_Given instruction 1:_
Answer these questions using the article on the Lockerbie investigation, one line each:
(a) How long was the Lord Advocate's visit to Libya?
(b) How many people did the bombing of Pan Am Flight 103 kill?
(c) How many prosecutors did the Libyan attorney general appoint to the Lockerbie investigation?
_Given instruction 2:_ Retype a passage of the article on the Lockerbie investigation, starting with "A DEAL signed" and going on through "have helped him.".
_Given instruction 3:_ Continue the article on the Lockerbie investigation from the point where it stops.

_Selected excerpt:_
Frank Mulholland says his Libyan meetings were very positive. Picture: Justin Spittle

Frank Mulholland says his Libyan meetings were very positive. Picture: Justin Spittle

  • by GARETH ROSE
 

A DEAL signed by the Lord Advocate during a two-day visit to Libya has raised hopes more people will face justice for the Lockerbie bombing.

Frank Mulholland QC, who returned from the talks on Tuesday, described the meetings as “extremely positive”.

He said a “memorandum of understanding” had been signed which will see Libyan investigators work with those from the UK and US.

The bombing of Pan Am Flight 103 over southern Scotland in 1988 killed 270 people and remains the worst criminal act ever committed in the UK.

Libya is the home country of the late Abdelbaset Ali Mohmed al-Megrahi, the only person ever convicted of the atrocity, and the Crown Office believes Libya holds the key to uncovering who may have helped him.

Supporters of Megrahi, who are planning a new appeal against his conviction, believe the Crown Office is looking in the wrong place. However, they hope the investigations could help to clear his name.

Last month, The Scotsman revealed the Libyan attorney general had appointed two prosecutors to work on the Lockerbie investigation.

For the first time, they met Scottish and US investigators who are trying to establish whether there are other individuals in Libya who could be brought to trial for involvement in the attack.

_Provided data:_
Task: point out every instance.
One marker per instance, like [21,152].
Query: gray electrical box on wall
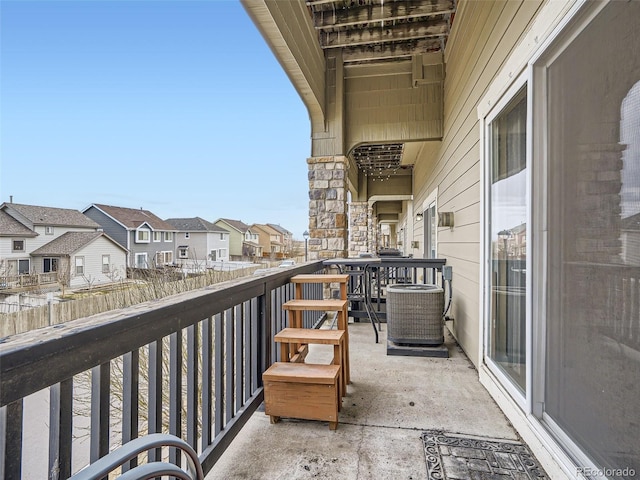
[447,272]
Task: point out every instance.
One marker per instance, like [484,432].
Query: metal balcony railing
[188,365]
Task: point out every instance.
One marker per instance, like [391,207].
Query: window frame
[23,244]
[142,255]
[53,262]
[141,233]
[524,80]
[79,265]
[107,264]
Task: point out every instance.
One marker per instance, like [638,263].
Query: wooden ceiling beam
[382,51]
[388,33]
[378,14]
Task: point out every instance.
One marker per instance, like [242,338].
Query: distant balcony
[27,280]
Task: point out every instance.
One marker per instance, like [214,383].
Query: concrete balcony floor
[390,402]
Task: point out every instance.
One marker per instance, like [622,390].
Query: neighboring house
[25,228]
[270,240]
[149,240]
[82,258]
[243,242]
[287,238]
[14,240]
[198,240]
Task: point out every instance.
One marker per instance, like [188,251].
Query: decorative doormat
[451,456]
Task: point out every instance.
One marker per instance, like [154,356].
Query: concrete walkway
[391,401]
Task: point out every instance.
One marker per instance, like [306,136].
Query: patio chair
[120,456]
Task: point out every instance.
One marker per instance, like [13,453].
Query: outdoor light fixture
[306,239]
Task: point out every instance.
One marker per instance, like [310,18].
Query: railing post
[264,333]
[11,440]
[60,430]
[100,392]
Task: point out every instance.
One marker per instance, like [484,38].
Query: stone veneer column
[372,227]
[327,207]
[358,228]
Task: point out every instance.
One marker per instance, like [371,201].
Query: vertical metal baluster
[60,429]
[207,389]
[240,358]
[155,394]
[11,440]
[100,393]
[255,372]
[229,378]
[248,360]
[130,403]
[219,374]
[175,391]
[192,385]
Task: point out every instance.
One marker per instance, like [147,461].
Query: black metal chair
[360,293]
[120,456]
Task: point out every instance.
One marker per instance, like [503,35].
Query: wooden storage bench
[302,390]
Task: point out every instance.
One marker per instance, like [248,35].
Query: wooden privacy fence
[124,296]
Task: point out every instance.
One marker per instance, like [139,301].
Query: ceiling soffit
[383,32]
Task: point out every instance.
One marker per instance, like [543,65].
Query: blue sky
[178,107]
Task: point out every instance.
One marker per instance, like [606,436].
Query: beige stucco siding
[483,36]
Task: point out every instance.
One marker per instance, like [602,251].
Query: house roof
[236,224]
[267,229]
[195,224]
[39,215]
[132,218]
[10,227]
[69,243]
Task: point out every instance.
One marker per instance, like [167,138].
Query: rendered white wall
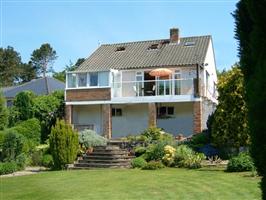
[89,114]
[181,122]
[133,121]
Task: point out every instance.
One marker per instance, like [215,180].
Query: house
[121,89]
[41,86]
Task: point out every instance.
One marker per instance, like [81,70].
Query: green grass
[132,184]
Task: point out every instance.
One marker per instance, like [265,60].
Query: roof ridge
[144,41]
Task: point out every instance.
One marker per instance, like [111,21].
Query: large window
[87,80]
[82,80]
[94,79]
[71,80]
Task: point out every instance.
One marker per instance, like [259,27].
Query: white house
[121,89]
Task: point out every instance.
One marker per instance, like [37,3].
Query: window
[103,78]
[153,46]
[71,80]
[82,80]
[189,44]
[165,111]
[116,112]
[94,79]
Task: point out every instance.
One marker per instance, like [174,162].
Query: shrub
[155,151]
[47,161]
[152,133]
[63,144]
[31,129]
[186,157]
[13,145]
[89,138]
[3,112]
[23,103]
[8,167]
[153,165]
[139,151]
[138,162]
[169,155]
[21,161]
[240,163]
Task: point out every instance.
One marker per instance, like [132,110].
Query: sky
[76,28]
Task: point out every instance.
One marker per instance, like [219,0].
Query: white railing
[153,88]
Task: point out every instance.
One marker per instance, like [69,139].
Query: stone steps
[110,156]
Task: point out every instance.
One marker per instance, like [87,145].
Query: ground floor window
[116,112]
[165,111]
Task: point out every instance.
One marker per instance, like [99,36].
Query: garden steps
[110,156]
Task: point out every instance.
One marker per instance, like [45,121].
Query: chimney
[174,35]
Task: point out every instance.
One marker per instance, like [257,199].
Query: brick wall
[152,114]
[88,94]
[197,117]
[68,113]
[107,120]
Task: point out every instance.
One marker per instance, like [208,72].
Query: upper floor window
[91,79]
[82,80]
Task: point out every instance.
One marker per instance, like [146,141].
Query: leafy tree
[63,144]
[23,104]
[10,61]
[3,112]
[43,59]
[47,108]
[70,67]
[250,18]
[27,72]
[230,123]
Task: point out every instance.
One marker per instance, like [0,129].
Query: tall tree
[250,19]
[3,112]
[43,59]
[10,61]
[70,67]
[230,123]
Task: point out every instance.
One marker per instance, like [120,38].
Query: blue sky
[75,28]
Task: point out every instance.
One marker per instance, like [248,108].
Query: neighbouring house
[121,89]
[40,86]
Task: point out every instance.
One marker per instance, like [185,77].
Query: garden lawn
[123,184]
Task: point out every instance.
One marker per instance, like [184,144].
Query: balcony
[154,88]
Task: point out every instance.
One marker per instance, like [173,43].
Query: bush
[186,157]
[8,167]
[240,163]
[31,129]
[155,151]
[152,133]
[63,144]
[21,161]
[47,161]
[89,138]
[13,145]
[138,162]
[169,155]
[139,151]
[23,103]
[153,165]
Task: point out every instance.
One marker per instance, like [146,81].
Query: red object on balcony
[160,72]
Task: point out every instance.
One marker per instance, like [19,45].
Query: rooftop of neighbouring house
[175,51]
[41,86]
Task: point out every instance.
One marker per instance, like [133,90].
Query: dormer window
[153,47]
[190,44]
[121,48]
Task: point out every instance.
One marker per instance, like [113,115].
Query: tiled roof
[136,54]
[38,86]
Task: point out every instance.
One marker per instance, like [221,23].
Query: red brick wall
[107,120]
[197,115]
[88,94]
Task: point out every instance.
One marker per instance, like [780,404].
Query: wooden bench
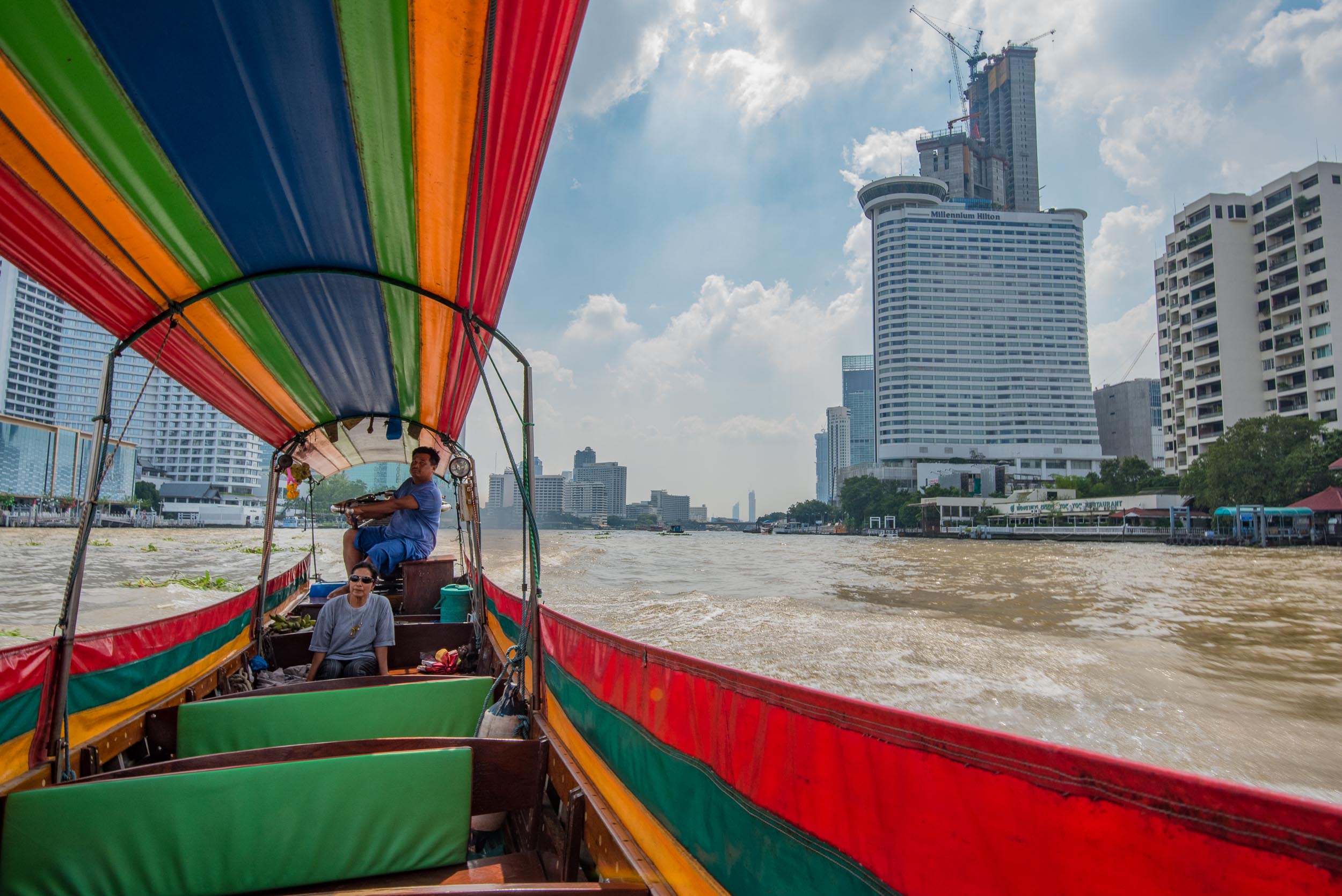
[412,707]
[506,776]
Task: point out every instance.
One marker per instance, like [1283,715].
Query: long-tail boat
[308,211]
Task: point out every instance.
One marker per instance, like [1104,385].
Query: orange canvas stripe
[49,139]
[678,867]
[136,242]
[447,52]
[232,349]
[98,720]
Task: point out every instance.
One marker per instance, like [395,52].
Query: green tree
[809,512]
[1263,461]
[147,496]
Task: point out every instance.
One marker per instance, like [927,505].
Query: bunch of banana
[283,624]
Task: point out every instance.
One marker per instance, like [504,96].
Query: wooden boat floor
[514,872]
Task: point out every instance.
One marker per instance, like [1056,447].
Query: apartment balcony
[1287,345]
[1285,239]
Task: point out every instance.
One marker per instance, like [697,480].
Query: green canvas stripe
[744,847]
[403,330]
[283,595]
[376,42]
[245,311]
[49,46]
[19,712]
[509,627]
[96,688]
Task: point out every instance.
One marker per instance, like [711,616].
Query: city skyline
[726,162]
[710,362]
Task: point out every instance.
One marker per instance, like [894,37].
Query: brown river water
[1226,662]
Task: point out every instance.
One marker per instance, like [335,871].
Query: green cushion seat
[430,709]
[235,831]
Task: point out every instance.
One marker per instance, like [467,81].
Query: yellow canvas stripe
[90,723]
[447,53]
[133,241]
[14,755]
[677,865]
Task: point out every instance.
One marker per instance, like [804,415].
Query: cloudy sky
[696,263]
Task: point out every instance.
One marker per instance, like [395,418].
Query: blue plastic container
[454,604]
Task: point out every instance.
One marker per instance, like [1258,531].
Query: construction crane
[972,57]
[1031,42]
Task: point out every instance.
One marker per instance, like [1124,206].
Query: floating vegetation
[206,582]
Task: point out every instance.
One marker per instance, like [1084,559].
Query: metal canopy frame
[60,745]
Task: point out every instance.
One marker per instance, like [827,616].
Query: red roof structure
[1326,502]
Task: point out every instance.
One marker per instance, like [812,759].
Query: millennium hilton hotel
[979,326]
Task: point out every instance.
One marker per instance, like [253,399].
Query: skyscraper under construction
[992,160]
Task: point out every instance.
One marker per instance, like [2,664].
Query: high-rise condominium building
[672,509]
[52,362]
[1129,418]
[980,332]
[1242,308]
[838,431]
[612,475]
[859,397]
[823,467]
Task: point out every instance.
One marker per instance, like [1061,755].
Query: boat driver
[353,631]
[412,531]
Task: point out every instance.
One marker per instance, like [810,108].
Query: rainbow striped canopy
[152,151]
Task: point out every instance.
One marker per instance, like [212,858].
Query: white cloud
[602,319]
[882,154]
[768,319]
[752,427]
[1115,344]
[622,45]
[548,365]
[793,47]
[1120,255]
[1309,37]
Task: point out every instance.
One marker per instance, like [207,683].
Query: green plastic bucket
[454,604]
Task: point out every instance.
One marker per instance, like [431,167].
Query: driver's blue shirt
[419,525]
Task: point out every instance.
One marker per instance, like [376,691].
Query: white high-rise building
[586,501]
[980,332]
[610,474]
[838,431]
[1242,306]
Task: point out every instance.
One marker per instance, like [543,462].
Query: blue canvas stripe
[247,101]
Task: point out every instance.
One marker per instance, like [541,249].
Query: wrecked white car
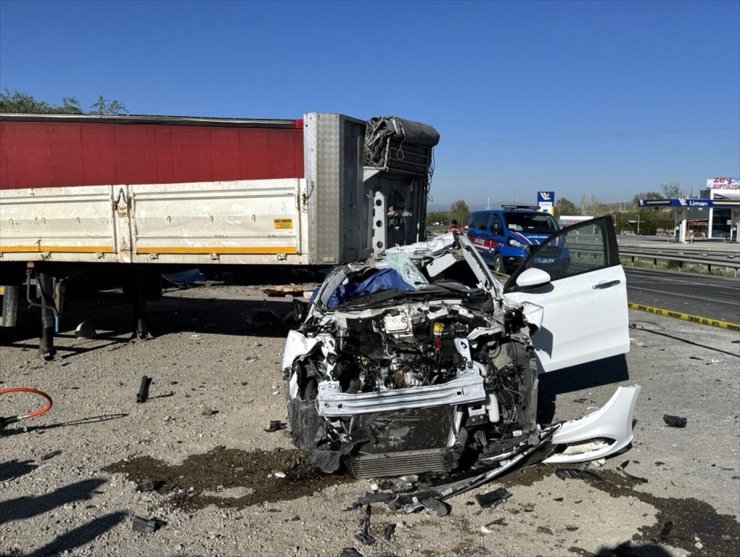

_Expected answer 1:_
(a) Two days.
(b) 270 people.
(c) Two prosecutors.

_Expected answer 2:_
A DEAL signed by the Lord Advocate during a two-day visit to Libya has raised hopes more people will face justice for the Lockerbie bombing.

Frank Mulholland QC, who returned from the talks on Tuesday, described the meetings as “extremely positive”.

He said a “memorandum of understanding” had been signed which will see Libyan investigators work with those from the UK and US.

The bombing of Pan Am Flight 103 over southern Scotland in 1988 killed 270 people and remains the worst criminal act ever committed in the UK.

Libya is the home country of the late Abdelbaset Ali Mohmed al-Megrahi, the only person ever convicted of the atrocity, and the Crown Office believes Libya holds the key to uncovering who may have helped him.

_Expected answer 3:_
Mr Mulholland said: “The meetings were extremely positive and there is a commitment on behalf of the Libyan authorities to work with both Scotland and the US to progress the investigation, within the parameters of the Libyan criminal procedure code, a mutual legal assistance treaty between the UK and Libya on criminal matters and a memorandum of understanding between the US and the Libyan ministry of justice.”

The Crown Office would not comment further on the memorandum of understanding or whether it would give them access to key individuals, such as Abdullah Senussi, Colonel Muammar al-Gaddafi’s brother-in-law and head of his intelligence services, and Megrahi’s immediate boss, who has been arrested and is currently held in Libya.

It is unclear how much evidence will have been retained following the uprising which led to the death of Gaddafi in October 2011.

Graeme Pearson MSP, a former detective, said: “I hope all concerned act in good faith in order that the families of those involved can have the peace of mind in knowing the full picture in regard to who was involved in this atrocity and why.

“Libya has come through some terrible times of late. It may therefore be difficult to obtain evidence that we can know is reliable and untainted.”

Robert Black QC, the architect of the Kamp van Zeist Lockerbie trial in the Netherlands, said: “I don’t think there’s any suggestion that, before the Gaddafi regime collapsed, they destroyed all of their records.”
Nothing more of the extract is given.